--- BEGIN Supplied data ---
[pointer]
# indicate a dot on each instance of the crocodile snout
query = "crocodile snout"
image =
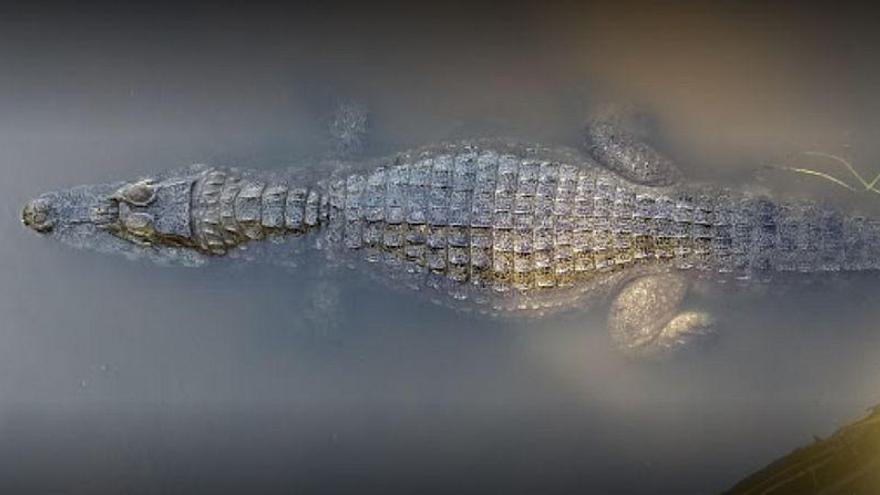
(36, 215)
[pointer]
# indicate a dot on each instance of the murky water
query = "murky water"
(122, 377)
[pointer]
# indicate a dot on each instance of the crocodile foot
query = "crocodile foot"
(646, 321)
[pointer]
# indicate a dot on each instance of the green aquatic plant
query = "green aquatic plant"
(866, 185)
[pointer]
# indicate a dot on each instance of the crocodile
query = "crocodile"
(507, 227)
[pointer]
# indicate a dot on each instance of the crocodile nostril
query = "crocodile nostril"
(35, 215)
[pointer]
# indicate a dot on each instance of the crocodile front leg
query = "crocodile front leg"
(645, 319)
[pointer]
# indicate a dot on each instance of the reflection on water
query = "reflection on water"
(125, 377)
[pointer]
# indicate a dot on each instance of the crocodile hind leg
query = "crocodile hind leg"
(617, 138)
(645, 319)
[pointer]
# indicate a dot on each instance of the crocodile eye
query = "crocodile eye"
(139, 223)
(138, 194)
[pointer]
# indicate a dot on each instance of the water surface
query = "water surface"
(120, 376)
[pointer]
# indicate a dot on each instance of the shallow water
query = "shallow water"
(120, 376)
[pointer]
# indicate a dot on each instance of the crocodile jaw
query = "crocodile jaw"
(96, 217)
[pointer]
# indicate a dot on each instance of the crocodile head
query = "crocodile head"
(143, 218)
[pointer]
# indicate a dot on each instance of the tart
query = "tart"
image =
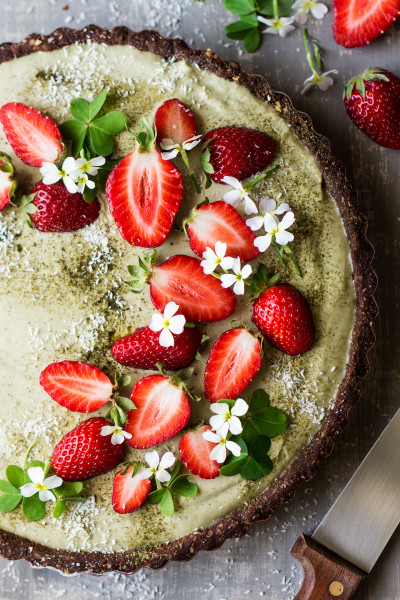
(63, 297)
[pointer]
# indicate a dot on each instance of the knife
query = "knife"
(345, 546)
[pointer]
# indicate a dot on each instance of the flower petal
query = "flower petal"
(36, 474)
(166, 338)
(52, 482)
(227, 280)
(177, 324)
(28, 490)
(152, 459)
(233, 447)
(218, 453)
(45, 495)
(170, 309)
(162, 475)
(167, 460)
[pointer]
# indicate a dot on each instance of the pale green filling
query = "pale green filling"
(62, 296)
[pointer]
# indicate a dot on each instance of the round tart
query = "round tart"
(64, 297)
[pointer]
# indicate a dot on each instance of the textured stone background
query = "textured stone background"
(260, 564)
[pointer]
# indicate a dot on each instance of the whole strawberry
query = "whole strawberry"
(84, 453)
(283, 316)
(372, 101)
(238, 152)
(142, 349)
(51, 208)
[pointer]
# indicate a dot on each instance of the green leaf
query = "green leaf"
(79, 109)
(97, 104)
(16, 476)
(125, 403)
(112, 123)
(167, 504)
(9, 488)
(156, 496)
(10, 501)
(59, 509)
(69, 489)
(252, 40)
(103, 143)
(183, 487)
(34, 509)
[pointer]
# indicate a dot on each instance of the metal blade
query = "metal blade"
(364, 517)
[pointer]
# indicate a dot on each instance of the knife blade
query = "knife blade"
(351, 537)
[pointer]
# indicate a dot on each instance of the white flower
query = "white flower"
(51, 174)
(167, 323)
(174, 149)
(304, 7)
(235, 196)
(40, 484)
(323, 81)
(237, 280)
(214, 259)
(278, 25)
(157, 467)
(219, 452)
(226, 419)
(83, 181)
(118, 434)
(266, 207)
(89, 167)
(275, 229)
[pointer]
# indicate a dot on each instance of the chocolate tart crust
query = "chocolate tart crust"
(305, 464)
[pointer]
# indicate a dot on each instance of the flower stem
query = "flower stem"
(308, 53)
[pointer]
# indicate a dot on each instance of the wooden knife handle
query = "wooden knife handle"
(327, 576)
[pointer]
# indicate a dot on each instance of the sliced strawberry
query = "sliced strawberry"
(59, 211)
(234, 360)
(7, 182)
(200, 297)
(195, 454)
(142, 349)
(34, 137)
(359, 22)
(220, 222)
(162, 410)
(78, 386)
(174, 121)
(129, 492)
(84, 453)
(238, 152)
(144, 193)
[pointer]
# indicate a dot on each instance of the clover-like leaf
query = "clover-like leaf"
(184, 487)
(34, 509)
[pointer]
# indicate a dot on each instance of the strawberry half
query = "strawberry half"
(7, 182)
(144, 193)
(162, 410)
(200, 297)
(359, 22)
(129, 492)
(239, 152)
(34, 137)
(84, 453)
(283, 316)
(78, 386)
(142, 349)
(219, 221)
(195, 454)
(58, 211)
(174, 121)
(372, 102)
(234, 360)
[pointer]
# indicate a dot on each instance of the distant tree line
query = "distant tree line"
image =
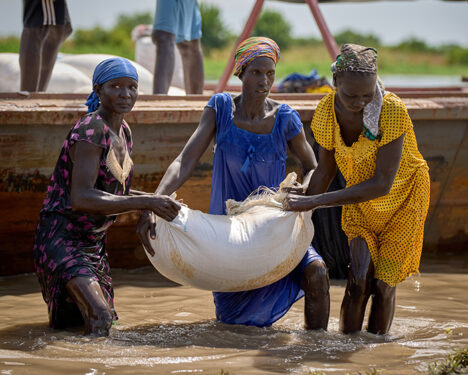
(215, 35)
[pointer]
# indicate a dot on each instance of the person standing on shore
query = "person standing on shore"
(368, 134)
(46, 25)
(178, 23)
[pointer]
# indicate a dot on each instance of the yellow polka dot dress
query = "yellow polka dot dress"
(392, 225)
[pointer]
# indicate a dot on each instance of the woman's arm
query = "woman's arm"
(85, 197)
(301, 150)
(387, 164)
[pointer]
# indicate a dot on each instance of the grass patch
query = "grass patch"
(456, 363)
(300, 58)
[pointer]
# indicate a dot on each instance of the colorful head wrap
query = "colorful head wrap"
(252, 48)
(106, 70)
(356, 58)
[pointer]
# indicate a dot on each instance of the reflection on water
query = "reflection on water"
(165, 328)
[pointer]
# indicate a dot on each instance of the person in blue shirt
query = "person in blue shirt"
(252, 135)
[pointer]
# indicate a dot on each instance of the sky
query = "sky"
(434, 21)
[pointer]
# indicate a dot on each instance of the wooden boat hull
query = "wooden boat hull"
(32, 130)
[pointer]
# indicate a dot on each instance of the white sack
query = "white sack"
(66, 78)
(253, 248)
(86, 63)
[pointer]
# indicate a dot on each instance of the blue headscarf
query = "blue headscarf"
(106, 70)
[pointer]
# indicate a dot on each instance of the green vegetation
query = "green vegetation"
(456, 363)
(300, 55)
(273, 25)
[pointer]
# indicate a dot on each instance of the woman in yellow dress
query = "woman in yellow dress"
(368, 134)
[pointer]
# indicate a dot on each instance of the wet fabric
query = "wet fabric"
(179, 17)
(242, 162)
(112, 68)
(392, 225)
(252, 48)
(68, 243)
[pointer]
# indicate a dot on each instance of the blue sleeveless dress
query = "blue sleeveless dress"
(242, 162)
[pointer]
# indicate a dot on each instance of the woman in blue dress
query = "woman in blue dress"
(252, 134)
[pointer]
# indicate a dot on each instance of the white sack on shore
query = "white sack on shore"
(86, 63)
(66, 78)
(256, 244)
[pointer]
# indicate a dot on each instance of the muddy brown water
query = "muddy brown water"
(165, 328)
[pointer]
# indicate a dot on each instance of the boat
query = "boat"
(33, 127)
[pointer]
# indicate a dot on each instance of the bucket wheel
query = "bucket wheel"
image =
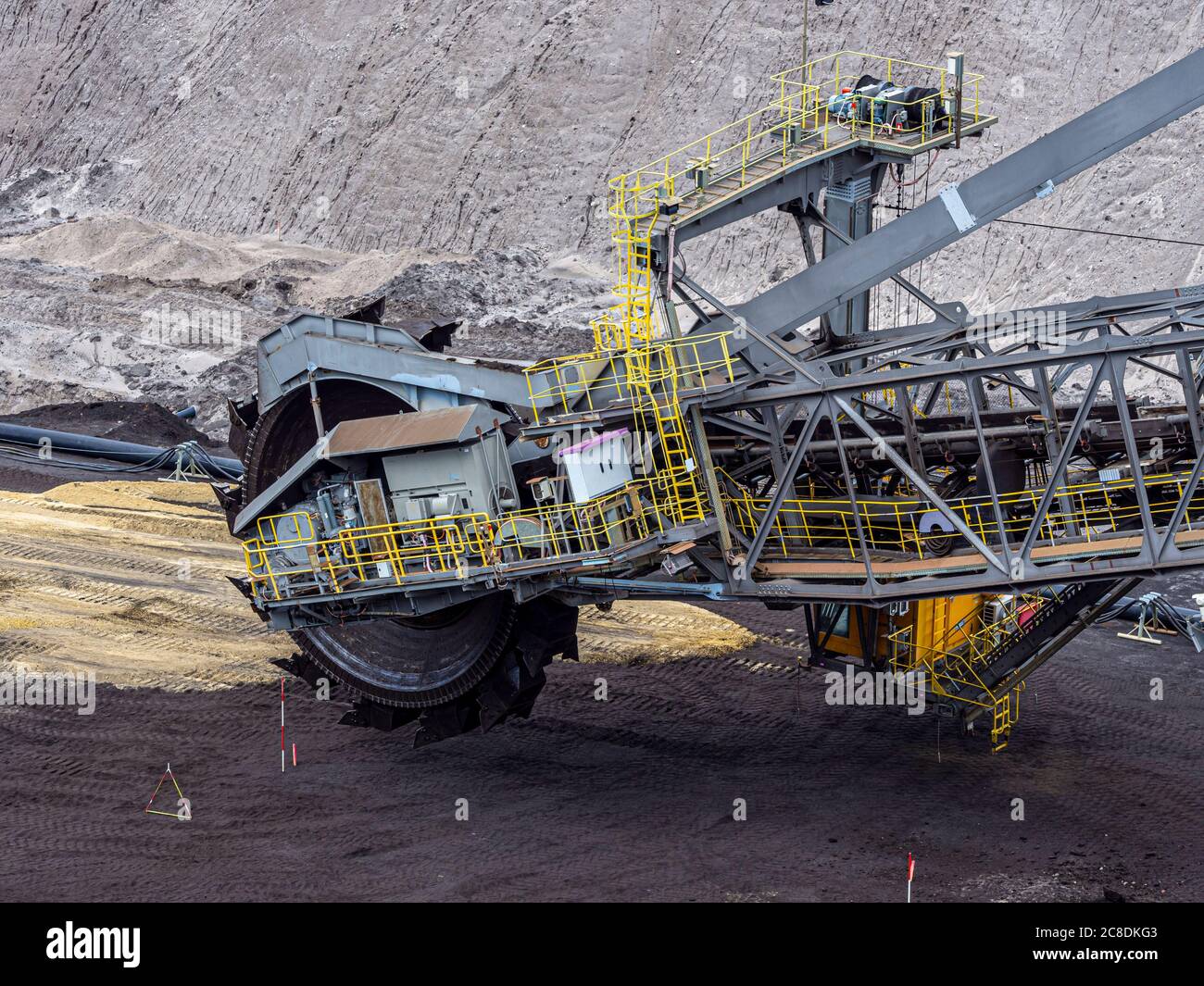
(469, 666)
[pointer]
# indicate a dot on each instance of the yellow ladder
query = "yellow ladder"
(634, 211)
(1004, 716)
(646, 368)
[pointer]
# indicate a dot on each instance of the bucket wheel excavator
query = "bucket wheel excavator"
(947, 492)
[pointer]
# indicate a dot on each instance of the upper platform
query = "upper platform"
(849, 100)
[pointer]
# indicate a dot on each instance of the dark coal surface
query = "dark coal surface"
(630, 798)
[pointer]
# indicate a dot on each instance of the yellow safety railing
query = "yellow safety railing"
(952, 669)
(382, 552)
(385, 554)
(1091, 509)
(815, 111)
(702, 361)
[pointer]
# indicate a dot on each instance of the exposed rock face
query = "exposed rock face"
(457, 156)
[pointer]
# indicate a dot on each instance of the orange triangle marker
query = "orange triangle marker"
(151, 810)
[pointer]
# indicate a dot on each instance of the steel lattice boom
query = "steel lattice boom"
(952, 499)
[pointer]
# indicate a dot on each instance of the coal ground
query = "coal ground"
(625, 800)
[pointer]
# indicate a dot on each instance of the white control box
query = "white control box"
(598, 465)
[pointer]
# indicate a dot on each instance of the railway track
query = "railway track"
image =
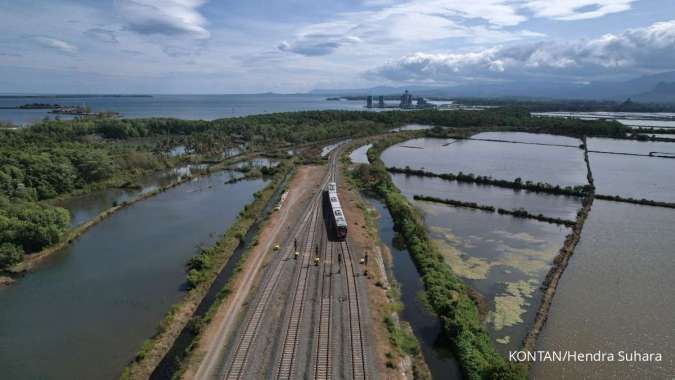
(308, 234)
(324, 352)
(241, 353)
(358, 352)
(288, 352)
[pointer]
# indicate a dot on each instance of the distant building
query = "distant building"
(406, 100)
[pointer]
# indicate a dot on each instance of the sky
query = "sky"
(251, 46)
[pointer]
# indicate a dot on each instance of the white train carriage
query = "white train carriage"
(338, 221)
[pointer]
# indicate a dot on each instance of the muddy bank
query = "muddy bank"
(162, 355)
(560, 262)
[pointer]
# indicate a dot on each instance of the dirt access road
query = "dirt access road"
(293, 316)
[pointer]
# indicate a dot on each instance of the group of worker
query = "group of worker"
(317, 259)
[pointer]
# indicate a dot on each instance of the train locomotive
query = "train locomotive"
(337, 218)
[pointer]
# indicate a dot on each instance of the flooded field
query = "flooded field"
(537, 138)
(633, 119)
(258, 162)
(634, 177)
(630, 146)
(505, 259)
(557, 165)
(616, 294)
(360, 154)
(550, 205)
(85, 207)
(88, 309)
(412, 127)
(426, 326)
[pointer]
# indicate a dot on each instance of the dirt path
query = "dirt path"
--- END Supplied data ---
Problem to solve: Copy out every line above that contains the string "hull".

The completed task:
# indicate a dot on each instance of the wooden boat hull
query = "wooden boat hull"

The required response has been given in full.